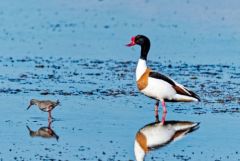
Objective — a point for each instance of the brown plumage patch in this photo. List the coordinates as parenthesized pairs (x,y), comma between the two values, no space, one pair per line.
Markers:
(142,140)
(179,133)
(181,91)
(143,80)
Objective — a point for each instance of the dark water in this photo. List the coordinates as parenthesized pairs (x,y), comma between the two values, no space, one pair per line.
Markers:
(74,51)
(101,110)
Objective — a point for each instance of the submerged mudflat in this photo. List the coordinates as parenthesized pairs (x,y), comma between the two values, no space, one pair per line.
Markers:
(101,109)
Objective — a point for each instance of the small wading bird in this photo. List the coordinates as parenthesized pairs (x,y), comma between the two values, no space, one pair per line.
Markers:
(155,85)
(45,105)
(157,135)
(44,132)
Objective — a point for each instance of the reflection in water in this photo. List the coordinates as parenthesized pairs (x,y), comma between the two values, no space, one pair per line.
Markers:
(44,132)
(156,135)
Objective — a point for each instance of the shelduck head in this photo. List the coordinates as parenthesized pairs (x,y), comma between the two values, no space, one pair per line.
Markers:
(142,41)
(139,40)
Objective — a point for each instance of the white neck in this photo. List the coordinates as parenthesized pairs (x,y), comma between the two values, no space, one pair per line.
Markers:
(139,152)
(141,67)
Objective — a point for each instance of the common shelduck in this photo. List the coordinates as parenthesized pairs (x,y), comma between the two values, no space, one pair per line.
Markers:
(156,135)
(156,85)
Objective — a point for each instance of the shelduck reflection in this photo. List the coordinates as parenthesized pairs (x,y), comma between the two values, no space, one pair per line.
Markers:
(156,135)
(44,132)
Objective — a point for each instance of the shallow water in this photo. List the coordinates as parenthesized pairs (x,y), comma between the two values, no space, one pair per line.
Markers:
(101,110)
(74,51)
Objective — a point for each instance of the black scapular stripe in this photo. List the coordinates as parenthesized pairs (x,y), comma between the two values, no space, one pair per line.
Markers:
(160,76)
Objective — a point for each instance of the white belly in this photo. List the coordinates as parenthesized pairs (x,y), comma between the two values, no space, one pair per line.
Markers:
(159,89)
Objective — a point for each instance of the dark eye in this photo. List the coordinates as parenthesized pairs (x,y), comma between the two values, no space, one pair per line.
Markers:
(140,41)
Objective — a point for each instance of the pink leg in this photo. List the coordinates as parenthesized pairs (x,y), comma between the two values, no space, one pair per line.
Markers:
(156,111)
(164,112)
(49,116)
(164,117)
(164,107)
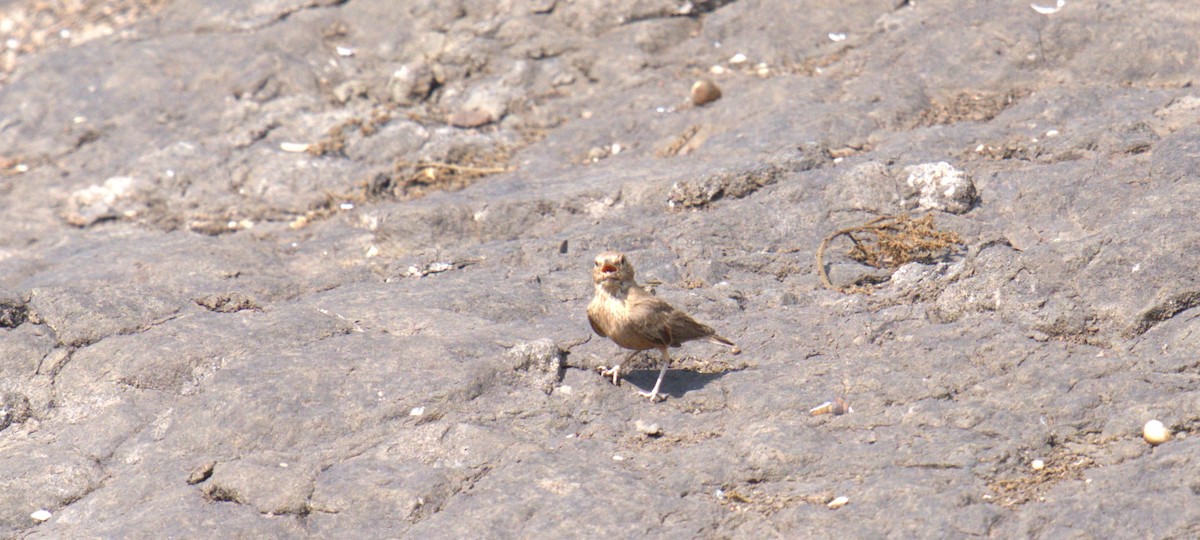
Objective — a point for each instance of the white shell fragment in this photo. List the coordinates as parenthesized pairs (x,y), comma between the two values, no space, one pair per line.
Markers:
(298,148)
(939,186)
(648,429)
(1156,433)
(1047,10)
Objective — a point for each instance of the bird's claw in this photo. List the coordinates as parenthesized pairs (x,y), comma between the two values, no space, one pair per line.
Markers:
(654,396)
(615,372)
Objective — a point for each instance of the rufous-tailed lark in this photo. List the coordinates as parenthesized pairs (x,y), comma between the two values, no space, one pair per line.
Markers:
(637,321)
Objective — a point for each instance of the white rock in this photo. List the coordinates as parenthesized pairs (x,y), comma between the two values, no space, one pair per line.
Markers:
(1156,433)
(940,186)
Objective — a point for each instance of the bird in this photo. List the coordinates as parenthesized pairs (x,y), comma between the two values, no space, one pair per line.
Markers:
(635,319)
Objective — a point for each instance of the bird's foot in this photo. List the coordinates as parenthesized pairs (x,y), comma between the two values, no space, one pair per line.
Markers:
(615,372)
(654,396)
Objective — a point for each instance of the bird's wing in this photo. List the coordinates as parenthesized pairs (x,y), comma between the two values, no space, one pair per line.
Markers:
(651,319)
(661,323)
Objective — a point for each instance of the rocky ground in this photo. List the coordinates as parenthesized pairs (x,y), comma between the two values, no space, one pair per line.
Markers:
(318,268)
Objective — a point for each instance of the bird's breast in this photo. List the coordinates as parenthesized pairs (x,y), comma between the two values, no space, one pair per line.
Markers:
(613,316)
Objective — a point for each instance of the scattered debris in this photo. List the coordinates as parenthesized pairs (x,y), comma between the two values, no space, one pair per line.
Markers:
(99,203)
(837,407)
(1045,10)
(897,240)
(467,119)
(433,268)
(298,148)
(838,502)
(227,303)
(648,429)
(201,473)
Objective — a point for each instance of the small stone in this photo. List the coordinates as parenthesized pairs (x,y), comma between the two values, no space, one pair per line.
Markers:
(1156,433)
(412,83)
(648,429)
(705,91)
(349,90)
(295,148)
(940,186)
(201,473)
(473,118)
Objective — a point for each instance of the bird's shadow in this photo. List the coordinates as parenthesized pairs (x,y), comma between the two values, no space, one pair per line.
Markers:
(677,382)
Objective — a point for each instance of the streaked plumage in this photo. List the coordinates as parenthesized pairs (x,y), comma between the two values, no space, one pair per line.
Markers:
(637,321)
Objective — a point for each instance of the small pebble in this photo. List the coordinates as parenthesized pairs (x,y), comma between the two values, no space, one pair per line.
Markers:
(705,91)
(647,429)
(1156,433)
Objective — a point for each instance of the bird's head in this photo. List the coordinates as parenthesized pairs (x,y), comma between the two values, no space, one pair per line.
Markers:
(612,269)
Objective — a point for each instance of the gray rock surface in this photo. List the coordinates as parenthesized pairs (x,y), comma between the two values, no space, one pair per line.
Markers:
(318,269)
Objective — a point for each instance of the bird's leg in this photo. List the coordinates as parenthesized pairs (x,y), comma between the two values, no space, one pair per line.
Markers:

####################

• To do:
Search the data for "Objective — a point for each instance of the bird's head". Beginning with that line, set down every line through the last exactly.

• Your solution:
Objective — a point for each instance of the bird's head in this photo. List the coordinates as parenthesized pairs (x,y), comma between the two values, no space, one pair per line.
Markers:
(612,269)
Objective — a point for each instance of the gray rock surface in this photo. List the coordinates as parenthesized pairs (x,y), comma between the two values, no space, one pair per line.
Markers:
(318,269)
Objective — a point for each instance of the bird's leg in this photo. List the coordinates as parenthesized pairs (x,y), comma between the two values, no space, one pair per line.
Markers:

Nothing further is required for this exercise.